### Problem requirements
Review the material line by line. Identify and copy every line that contains the string "below".

### Data shown
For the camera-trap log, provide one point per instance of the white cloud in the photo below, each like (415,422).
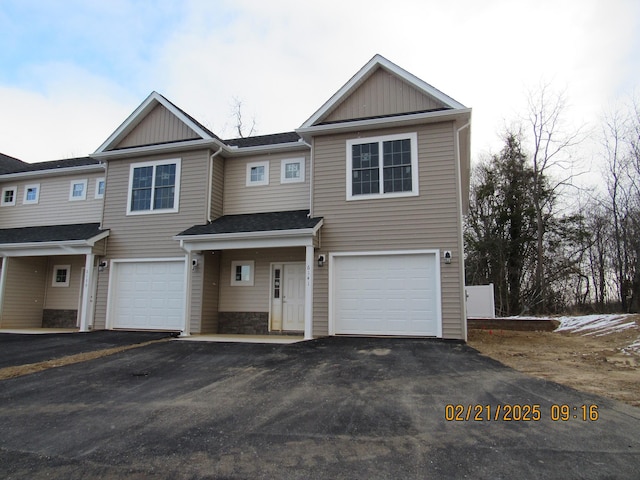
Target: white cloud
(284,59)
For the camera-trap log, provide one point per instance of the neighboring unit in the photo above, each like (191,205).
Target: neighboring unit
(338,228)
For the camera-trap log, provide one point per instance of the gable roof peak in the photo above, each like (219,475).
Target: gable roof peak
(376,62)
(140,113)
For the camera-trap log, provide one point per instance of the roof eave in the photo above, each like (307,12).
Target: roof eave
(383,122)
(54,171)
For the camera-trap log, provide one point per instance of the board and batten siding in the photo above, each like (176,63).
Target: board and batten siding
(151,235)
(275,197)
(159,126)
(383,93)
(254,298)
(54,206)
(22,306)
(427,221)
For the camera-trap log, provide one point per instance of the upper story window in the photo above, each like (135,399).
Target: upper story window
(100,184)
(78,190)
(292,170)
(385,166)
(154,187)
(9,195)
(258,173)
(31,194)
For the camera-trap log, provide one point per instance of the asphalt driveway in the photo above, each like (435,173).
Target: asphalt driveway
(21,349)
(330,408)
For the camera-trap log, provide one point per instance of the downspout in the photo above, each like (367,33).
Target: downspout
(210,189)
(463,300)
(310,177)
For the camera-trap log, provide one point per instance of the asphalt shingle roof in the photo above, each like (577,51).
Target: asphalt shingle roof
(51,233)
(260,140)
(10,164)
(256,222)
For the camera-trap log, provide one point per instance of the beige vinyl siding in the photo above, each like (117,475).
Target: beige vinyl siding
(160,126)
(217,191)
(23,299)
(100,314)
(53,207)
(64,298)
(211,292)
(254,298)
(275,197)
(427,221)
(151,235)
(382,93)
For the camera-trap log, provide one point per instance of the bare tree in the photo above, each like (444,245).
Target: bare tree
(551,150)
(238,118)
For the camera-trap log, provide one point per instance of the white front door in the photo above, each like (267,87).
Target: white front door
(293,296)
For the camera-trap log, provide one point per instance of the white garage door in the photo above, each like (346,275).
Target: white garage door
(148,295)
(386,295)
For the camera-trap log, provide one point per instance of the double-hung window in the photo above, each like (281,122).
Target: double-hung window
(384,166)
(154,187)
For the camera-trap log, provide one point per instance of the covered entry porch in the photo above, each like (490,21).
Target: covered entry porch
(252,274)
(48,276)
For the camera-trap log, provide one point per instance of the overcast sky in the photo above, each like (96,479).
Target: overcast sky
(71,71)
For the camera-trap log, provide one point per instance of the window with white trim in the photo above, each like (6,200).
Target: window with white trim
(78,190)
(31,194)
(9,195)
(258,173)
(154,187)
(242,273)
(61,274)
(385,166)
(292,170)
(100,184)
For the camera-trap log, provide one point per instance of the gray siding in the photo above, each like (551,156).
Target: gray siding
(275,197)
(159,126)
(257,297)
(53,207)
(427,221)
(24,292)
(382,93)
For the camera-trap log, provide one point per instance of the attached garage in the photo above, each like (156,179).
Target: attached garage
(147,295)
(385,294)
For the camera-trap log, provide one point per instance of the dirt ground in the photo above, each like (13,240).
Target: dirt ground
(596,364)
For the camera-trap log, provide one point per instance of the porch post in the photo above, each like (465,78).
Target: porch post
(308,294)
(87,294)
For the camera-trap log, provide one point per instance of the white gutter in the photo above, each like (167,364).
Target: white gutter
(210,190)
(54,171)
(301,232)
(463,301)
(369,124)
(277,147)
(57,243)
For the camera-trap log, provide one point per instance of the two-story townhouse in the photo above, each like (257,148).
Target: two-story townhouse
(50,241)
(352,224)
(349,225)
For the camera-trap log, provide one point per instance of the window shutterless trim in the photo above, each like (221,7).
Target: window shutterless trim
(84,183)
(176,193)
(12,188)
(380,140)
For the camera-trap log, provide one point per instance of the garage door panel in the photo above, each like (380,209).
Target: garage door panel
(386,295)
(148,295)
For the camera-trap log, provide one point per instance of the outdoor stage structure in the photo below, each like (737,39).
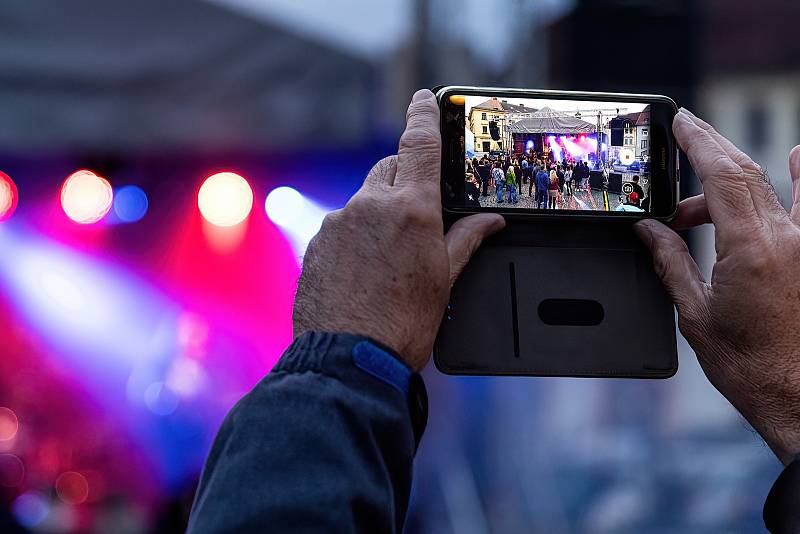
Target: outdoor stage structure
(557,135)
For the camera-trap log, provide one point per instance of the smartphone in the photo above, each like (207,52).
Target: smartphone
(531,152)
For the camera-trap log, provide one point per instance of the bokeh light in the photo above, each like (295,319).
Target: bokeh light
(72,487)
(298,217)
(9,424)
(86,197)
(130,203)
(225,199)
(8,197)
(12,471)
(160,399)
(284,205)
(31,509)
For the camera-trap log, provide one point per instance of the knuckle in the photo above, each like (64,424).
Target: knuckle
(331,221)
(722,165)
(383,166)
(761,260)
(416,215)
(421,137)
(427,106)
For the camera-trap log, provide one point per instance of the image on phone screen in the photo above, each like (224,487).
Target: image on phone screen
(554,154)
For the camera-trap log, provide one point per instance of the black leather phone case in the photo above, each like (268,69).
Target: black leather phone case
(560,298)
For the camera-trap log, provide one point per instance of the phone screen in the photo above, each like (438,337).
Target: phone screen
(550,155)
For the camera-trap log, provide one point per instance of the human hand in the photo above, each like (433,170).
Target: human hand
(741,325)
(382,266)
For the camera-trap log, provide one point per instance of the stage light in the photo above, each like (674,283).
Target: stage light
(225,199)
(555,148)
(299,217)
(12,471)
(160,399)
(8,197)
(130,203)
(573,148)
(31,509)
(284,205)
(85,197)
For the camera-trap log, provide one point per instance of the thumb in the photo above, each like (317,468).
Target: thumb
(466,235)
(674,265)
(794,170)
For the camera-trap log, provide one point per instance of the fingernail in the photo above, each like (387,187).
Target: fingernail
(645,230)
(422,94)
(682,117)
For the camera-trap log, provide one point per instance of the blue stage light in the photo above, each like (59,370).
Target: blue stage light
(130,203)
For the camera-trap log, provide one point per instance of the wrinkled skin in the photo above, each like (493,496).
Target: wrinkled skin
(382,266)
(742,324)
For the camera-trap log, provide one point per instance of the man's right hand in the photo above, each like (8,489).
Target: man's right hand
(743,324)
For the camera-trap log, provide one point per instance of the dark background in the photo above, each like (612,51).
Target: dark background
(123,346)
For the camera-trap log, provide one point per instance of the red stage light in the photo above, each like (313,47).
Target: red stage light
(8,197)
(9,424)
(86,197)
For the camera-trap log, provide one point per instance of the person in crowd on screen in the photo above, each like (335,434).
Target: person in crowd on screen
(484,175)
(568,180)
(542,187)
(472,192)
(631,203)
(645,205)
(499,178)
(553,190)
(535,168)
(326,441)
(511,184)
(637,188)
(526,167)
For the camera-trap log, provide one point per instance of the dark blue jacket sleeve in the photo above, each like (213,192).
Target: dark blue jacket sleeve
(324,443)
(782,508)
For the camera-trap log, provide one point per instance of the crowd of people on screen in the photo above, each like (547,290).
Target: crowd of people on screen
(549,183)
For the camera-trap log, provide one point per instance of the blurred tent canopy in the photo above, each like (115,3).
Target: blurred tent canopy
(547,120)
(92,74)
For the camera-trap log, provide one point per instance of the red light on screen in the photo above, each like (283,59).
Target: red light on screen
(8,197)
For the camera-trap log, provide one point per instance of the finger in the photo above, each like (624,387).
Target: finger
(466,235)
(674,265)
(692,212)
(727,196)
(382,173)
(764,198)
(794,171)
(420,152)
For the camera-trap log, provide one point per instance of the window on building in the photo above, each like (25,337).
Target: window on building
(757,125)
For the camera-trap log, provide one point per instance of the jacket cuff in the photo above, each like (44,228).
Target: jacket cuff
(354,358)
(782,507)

### Finished task
For the camera-trap log, provide one point per instance of the white cloud in the photo below, each like (415,422).
For the camera-trap log, provide one point per instance of the outdoor stage structure in the photo below, each like (737,39).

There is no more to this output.